Saved entries:
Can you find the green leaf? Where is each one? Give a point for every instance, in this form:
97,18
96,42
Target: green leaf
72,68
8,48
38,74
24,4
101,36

Your objective:
Please copy the rows above line for line, keeping every character as it appears.

Full output:
Can you find the green leaf? Where is each one? Give a point for every instance, in this form:
97,18
96,42
Target: green leaf
72,68
8,48
38,74
24,4
101,36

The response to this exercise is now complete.